I think that’s easier. The playground roundabout is a good analogy. I always imagined a bug on a spinning record, which amounts to the same thing, and also provides nearly cylindrical lines of reference (the grooves).
If the bug takes a step towards the spindle, his previous velocity in the direction of rotation is now higher than everything else at his new radius. For that reason, he tends to slide in the direction of rotation. Since a record turns clockwise, that means he slides left a bit, before coming to equilibrium with his new location.
If he takes a step away from the spindle, his previous velocity in the direction of rotation is now lower than everything else at his new radius, so slides a bit opposite the direction of rotation. Again, this is to the left.
If he takes a step in the direction of rotation, he’s now going faster than everything at his radius. That makes him experience even more centrifugal force, which tends to make him slide outward (even more than the normal case, when he’s sitting still). So, again, he slides to the left.
The opposite direction is left to the reader as an exercise. 
In 3D it’s a bit more complicated but really quite the same thing going on, and even the apparent direction of the coriolis force is the same. But I’ve buggered something up here, because in the Northern hemisphere, the coriolis force turns us to the left, IIRC, yet we’re spinning counterclockwise when viewed from above the North pole. Hrmph.
I’ve often imagined ball sports in a huge room in a rotating space station, and how it would affect things like passing. Here you get coriolis effect, but in 3D. Imagine ping-pong, where the table is aligned with the direction of rotation! One player would tend to hit floaters and the other would have wicked faux-topspin. Imagine a football field aligned to the rotation. Lateral passes would curve wickedly. It’d be fun to get a chance to play enough to understand the paths intuitively!
Most likely, though, I’d barf. Despite being an avid sailor, I’m a bit prone to seasickness. I remember waking in the early morning during an overnight sailing race in strong winds, where the boat was heeling 30-45 degrees. On awaking, without thinking I braced myself against the heeling as I moved. Yet, when I went to fill my cup with water, I instinctively put the cup between the faucet and the drain. I turned the water on, and it flowed in a sharp angle from the faucet to the corner of the sink, completely missing my cup! :eek:
I had to make a bee line topside, to the low side.
oops
The Smithsonian used to (maybe still does) have an enormous pendulum (something like 20’ diameter swing) that would knock down little posts arrayed in a circle every 15 minutes. It was always one of my favorite exhibits.
I bet that’s it. My recollection is very hazy and possibly augmented with what I’ve since learned about Lissajous figures, etc. I would have seen the one at the Smithsonian in 1967 at age 10. I’ve been there since, but not to that particular exhibit. I need to go back to DC soon!

_What you have to do_. Swap "spindle" for "center" in the stretch of the Coriolis thread from "If the bug takes" through "his new location.", and write out the result. Rely only on the Coriolis thread for what follows.

_Dataset rows_.
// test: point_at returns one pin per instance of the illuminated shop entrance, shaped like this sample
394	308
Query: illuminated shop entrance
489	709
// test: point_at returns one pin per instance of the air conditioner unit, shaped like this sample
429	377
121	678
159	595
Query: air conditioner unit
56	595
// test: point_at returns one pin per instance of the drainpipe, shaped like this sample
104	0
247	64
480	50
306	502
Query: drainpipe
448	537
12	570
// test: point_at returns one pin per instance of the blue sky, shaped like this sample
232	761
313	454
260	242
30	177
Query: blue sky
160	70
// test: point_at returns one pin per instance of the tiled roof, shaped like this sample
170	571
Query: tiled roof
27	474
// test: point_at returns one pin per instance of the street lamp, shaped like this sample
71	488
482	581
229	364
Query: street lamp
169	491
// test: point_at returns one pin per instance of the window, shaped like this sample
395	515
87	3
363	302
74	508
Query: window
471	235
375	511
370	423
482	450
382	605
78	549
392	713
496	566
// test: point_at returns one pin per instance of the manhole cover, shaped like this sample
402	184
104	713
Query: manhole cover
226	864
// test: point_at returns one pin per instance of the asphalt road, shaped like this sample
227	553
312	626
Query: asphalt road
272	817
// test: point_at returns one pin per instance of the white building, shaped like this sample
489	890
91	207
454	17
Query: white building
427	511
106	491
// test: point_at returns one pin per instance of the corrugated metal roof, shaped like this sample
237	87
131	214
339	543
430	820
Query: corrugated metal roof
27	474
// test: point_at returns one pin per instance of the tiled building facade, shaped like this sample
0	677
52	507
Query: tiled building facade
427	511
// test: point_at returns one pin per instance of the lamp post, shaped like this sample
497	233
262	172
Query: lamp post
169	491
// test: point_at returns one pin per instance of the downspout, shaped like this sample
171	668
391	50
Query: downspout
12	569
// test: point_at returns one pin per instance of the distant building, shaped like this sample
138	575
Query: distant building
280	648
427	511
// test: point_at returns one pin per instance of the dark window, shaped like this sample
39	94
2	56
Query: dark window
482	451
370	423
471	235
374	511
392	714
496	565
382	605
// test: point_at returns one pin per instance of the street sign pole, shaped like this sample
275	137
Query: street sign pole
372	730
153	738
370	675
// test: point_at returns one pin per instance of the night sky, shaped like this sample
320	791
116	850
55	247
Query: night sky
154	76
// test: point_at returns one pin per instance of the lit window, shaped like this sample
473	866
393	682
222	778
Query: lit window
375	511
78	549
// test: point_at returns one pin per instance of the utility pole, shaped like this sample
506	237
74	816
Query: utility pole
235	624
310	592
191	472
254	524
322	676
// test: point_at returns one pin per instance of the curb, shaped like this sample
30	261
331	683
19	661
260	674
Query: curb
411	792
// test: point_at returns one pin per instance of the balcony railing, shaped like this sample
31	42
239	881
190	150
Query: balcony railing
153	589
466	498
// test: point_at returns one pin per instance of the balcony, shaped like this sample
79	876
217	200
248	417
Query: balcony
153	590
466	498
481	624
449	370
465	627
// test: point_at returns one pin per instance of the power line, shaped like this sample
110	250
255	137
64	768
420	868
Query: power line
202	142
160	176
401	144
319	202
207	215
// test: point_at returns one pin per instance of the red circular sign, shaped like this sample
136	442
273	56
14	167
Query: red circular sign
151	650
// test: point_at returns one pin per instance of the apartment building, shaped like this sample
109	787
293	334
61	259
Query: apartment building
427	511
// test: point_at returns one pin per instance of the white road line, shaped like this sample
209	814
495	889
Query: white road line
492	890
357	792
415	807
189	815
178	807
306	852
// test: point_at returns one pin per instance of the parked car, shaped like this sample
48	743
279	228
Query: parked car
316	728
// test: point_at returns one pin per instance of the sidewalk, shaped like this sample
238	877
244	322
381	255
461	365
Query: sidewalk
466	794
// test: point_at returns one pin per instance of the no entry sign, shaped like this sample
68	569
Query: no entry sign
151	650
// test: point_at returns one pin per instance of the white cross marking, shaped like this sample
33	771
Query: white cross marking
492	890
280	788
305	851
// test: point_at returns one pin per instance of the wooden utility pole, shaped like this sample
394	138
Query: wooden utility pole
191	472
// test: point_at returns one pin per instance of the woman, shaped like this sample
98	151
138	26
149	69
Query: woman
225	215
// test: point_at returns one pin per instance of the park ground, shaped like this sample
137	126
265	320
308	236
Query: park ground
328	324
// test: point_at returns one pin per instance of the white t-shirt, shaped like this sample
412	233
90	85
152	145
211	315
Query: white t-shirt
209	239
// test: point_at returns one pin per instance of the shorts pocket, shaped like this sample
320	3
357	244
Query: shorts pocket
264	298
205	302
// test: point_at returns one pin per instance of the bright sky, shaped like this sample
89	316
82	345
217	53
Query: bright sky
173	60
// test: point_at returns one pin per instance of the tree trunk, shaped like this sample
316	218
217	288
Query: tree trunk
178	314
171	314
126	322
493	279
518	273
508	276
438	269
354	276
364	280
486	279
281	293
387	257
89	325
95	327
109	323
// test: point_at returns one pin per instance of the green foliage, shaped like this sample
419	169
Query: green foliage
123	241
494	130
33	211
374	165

_The reply_.
If the bug takes a step towards the center, his previous velocity in the direction of rotation is now higher than everything else at his new radius. For that reason, he tends to slide in the direction of rotation. Since a record turns clockwise, that means he slides left a bit, before coming to equilibrium with his new location.